When you write out the records, keep every word exact and drop the pictures.

Image-grounded pointing data:
*** Block opens ***

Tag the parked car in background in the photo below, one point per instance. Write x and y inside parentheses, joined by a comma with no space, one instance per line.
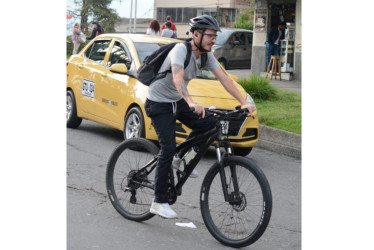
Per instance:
(233,48)
(102,87)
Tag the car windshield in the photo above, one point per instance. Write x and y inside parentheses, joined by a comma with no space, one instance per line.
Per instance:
(222,37)
(145,49)
(205,74)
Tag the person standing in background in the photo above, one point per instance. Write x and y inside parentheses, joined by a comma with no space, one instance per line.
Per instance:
(273,41)
(173,27)
(154,28)
(97,30)
(76,33)
(167,32)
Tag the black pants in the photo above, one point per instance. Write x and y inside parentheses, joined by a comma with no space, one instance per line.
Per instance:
(164,116)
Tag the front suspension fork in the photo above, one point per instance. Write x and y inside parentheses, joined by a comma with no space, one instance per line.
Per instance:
(233,177)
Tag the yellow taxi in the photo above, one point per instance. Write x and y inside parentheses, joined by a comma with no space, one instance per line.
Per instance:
(102,87)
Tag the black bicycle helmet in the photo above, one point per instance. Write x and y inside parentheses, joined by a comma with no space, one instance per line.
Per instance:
(202,23)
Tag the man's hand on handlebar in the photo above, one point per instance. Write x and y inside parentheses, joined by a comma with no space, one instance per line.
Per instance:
(197,109)
(250,109)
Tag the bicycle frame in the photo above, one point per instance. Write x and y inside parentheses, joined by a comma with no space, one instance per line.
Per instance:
(203,142)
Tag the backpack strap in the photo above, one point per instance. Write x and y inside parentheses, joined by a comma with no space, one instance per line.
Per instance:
(204,58)
(188,56)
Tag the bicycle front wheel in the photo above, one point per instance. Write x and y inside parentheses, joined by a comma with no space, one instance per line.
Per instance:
(129,182)
(242,219)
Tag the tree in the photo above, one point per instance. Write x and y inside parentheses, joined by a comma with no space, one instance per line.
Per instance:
(95,10)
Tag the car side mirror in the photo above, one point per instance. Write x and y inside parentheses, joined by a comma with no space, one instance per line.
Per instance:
(235,43)
(119,68)
(234,77)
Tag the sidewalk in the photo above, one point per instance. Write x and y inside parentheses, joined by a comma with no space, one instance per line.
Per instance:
(272,139)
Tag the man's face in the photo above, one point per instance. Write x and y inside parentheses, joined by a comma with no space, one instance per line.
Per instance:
(209,39)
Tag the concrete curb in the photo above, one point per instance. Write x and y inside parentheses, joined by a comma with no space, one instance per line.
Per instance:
(280,141)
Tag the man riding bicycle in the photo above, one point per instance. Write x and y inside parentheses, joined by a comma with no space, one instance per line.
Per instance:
(168,100)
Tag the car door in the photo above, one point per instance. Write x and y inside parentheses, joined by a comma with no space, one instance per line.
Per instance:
(91,70)
(114,94)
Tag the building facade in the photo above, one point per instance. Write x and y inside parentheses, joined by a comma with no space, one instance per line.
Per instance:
(225,11)
(269,13)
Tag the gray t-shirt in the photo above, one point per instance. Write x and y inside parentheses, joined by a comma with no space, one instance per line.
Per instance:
(167,33)
(163,90)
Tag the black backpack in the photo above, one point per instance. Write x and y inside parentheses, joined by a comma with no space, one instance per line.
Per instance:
(148,71)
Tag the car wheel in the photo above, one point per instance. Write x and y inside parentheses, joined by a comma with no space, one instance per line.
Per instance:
(134,124)
(223,63)
(242,151)
(72,120)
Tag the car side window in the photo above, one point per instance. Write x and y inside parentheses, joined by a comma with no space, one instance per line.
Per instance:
(238,36)
(97,51)
(119,55)
(250,38)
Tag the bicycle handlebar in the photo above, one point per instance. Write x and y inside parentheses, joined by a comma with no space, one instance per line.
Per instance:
(226,115)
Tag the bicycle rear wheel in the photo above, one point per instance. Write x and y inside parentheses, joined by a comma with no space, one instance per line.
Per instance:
(244,218)
(124,179)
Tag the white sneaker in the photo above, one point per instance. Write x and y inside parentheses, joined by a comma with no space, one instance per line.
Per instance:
(163,209)
(176,164)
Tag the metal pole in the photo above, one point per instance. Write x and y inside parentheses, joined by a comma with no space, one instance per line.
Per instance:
(136,4)
(130,17)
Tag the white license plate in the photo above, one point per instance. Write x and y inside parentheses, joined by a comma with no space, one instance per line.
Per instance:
(225,127)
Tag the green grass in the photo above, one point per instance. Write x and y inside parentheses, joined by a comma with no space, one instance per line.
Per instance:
(283,112)
(276,108)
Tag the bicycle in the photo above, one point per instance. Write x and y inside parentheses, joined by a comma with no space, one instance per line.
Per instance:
(235,197)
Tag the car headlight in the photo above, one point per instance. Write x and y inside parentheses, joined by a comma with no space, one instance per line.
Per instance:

*** Block closes ***

→ **Exercise solution**:
Tag the parked car in background in the photo below, one point per instance. Write x and y inside parentheses, joined by a comma with no space, one instance per line.
Per instance:
(233,48)
(102,87)
Tag the car windshield in the photo above, one point per instance. Write x and y inside parentheses, joined by a comma with no space, one instance per line.
Per instance:
(222,37)
(145,49)
(205,74)
Tag the person standing in background in the photo above, one point per instance. Write x and y inside parentheses, joined by a comma with no space, one instance per line.
Per instance:
(273,41)
(173,27)
(154,28)
(97,30)
(76,33)
(167,32)
Tag the black pants in the photo above, one point per instance. Write x and y inside parentheses, joined by a comma with no space, one instance per line.
Per instance:
(164,116)
Tag the front suspension fork in the photo above, one point per instance. Write x and y inside parentheses, joined by a comma with no space, one instance per line.
Per instance:
(233,177)
Tag the yellow taxi in the photo above, one point per instance. Write x and y inside parentheses, joined by a comma with no space, one instance per line.
Per instance:
(102,87)
Tag the black bicycle helmet in the photo above, one point per instance. Write x and y inside parentheses, joined by a comma with no space, one instance per line.
Per instance:
(202,23)
Tag the man's hand on handlebar in the photo above, one point per instance. Write x and y inside parentheses, joined by a comma with no space, one instance per line.
Per instance:
(197,109)
(250,109)
Tag the bicycle frame in the photo above, one point per instance. Write x and y inside parentheses, joined by a comma with no space, one instance per line.
Per instance:
(203,142)
Tag the backpack strap in the photo above, one point per instance. Write x and y inside parentheses, joined by a comma with no space, one instance per line.
Per instance:
(204,58)
(188,56)
Tag the bicycle front wheel in the photo above, one point per instance. Write x and y inside parentheses, joined by a comma with no space, one instance per line.
Per instance:
(129,182)
(242,219)
Tag the tree in the photo above, one point per instance. Write x and y inside parentheses, joined by a comma with no space, one instance per line.
Per instance:
(95,10)
Tag the car side mirror in the photo above, one point per instance. Write x and y inside parentheses, joined by a comma with no space, one instance per line.
Per instance:
(235,43)
(119,68)
(234,77)
Tag the sidewalk in the photo above, one point per instance. Write x and y inside parentheses, joined by a comma with no space, one instance per line.
Per instance:
(272,139)
Tag the man's face in the photo above, one point per instance. Write x and y inside parentheses, joined by a comma with no space, one instance per line.
Per instance:
(209,39)
Tag the concrete curb in the photo above, one point per instance. Write x and y inside parentheses, joined by a comma with no space, one instance per line.
Per instance:
(280,141)
Tag the man riding bicycle in the photo above, one point per instance. Write x and y inside parentheses, joined by a comma with no space, one instance per line.
Per instance:
(168,100)
Tag the car door in the photo above, one point per instance. Write x and y inside parentheses, joined by a comma with no space, one instance per line.
Per instance:
(91,70)
(114,94)
Tag the building facade in the photo above, one point per instance. Write x and y inside parentheses, joined by a comma with no space, one instance per line.
Per instance:
(225,11)
(269,13)
Tag the gray t-shirt in the photo above, one point per instance. Write x and y inside parentheses, joined by a comma with no space, one instance per line.
Per instance:
(167,33)
(163,90)
Tag the black backpack in the photo above, one point per instance. Write x and y inside parentheses, joined by a comma with no space, one instance per line.
Per instance:
(148,71)
Tag the car wheel in the photo above, one point per instance. Write x and y inside parentheses, joined by a comma with no space, one instance per line.
Per instance:
(134,124)
(223,63)
(242,151)
(72,120)
Tag the car side window in the photo above, one point per instance. Write x and y inside parentheses, joined by a comma with no space, one instance per line.
Per instance:
(238,36)
(97,51)
(119,55)
(250,38)
Tag the bicycle handlebar in the photo above, one point per instance. Write x and y inside parentheses, joined by a comma with no space, one instance per line.
Per instance:
(226,115)
Tag the bicycle rear wheel in the photo above, one point per instance. Write x and y inside parentheses, joined by a comma with no space, one instance per line.
Per instance:
(244,218)
(124,179)
Tag the white sneaker in the photo above, one point per instance. Write x and y inside parentheses, joined by a comma with no space, one instance per line.
Per instance:
(163,209)
(176,164)
Tag the metal pole in the photo above, one point per instance. Write x and y inside parentheses, joined by a comma with no space, one instance per line.
Per instance:
(136,4)
(130,17)
Tag the white license plate in the photo above, one point per instance. Write x and y inside parentheses, joined by a comma with no space, one instance per line.
Per instance:
(225,127)
Tag the green grass in the photo above, one point per instance. Write x and y inside parentheses, joined by a comma with no space, one instance per line.
Per instance:
(283,112)
(276,108)
Tag the bicycle in the photo above, one point per instance. Write x and y inside parentheses, joined by a comma with no space, one instance per line.
Per instance:
(235,197)
Tag the car headlight in the photo above, one point per instance. Write x and y inside parentheses, joined by a comma with no space, one instance per line.
Per instance:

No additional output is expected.